== TASK STATEMENT ==
State, as a single number, how many lines in the data below contain "sign".

(Stored data entries)

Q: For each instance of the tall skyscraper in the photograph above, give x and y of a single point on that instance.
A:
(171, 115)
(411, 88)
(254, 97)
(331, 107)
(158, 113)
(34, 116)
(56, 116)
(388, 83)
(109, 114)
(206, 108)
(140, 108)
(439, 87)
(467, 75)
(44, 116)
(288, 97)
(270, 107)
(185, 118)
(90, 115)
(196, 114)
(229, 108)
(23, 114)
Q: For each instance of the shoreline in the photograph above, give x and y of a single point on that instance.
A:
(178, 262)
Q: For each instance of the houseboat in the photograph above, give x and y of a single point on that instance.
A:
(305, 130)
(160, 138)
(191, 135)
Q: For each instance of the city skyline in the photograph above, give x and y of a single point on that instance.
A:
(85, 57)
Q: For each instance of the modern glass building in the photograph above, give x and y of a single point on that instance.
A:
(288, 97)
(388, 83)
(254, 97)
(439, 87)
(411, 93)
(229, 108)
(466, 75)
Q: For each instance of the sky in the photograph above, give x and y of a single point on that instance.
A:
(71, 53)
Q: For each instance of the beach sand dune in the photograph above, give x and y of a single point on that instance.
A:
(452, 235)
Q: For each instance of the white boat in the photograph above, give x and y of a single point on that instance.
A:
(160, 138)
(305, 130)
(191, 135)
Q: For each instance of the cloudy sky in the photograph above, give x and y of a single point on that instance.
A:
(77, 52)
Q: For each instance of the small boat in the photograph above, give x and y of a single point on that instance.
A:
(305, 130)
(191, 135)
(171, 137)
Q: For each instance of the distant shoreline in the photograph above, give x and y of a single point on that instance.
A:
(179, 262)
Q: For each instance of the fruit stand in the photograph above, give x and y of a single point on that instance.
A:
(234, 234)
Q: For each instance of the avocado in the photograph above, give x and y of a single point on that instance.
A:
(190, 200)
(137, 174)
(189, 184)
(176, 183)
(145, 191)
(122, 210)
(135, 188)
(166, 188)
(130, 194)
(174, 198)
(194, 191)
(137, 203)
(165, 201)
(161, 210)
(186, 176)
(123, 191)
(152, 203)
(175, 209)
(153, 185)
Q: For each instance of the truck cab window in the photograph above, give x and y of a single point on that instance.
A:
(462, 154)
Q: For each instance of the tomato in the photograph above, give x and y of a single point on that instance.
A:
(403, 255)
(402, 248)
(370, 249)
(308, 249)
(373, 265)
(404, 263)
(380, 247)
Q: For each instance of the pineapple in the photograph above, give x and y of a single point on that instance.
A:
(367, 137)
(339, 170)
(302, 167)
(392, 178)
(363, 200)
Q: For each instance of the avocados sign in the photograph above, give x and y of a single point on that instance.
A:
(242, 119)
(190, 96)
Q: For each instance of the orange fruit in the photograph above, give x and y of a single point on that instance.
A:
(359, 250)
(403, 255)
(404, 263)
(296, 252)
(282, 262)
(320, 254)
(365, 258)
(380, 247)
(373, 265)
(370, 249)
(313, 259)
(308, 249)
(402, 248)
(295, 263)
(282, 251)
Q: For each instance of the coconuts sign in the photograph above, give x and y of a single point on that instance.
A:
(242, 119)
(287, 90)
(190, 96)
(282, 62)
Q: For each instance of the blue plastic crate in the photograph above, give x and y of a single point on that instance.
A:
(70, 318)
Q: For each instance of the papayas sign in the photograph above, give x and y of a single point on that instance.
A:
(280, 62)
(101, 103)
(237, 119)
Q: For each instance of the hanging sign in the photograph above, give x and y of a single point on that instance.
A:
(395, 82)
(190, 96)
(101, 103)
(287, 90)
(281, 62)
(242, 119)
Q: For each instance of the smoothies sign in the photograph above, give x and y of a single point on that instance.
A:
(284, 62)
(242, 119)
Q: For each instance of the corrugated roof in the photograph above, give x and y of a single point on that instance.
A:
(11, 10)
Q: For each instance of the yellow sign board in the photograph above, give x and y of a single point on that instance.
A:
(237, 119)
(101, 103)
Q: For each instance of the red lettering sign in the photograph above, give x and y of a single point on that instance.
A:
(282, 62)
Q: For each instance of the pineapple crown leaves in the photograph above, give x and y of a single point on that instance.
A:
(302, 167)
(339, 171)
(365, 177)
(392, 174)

== SOLUTION FOR THIS EXERCISE ==
7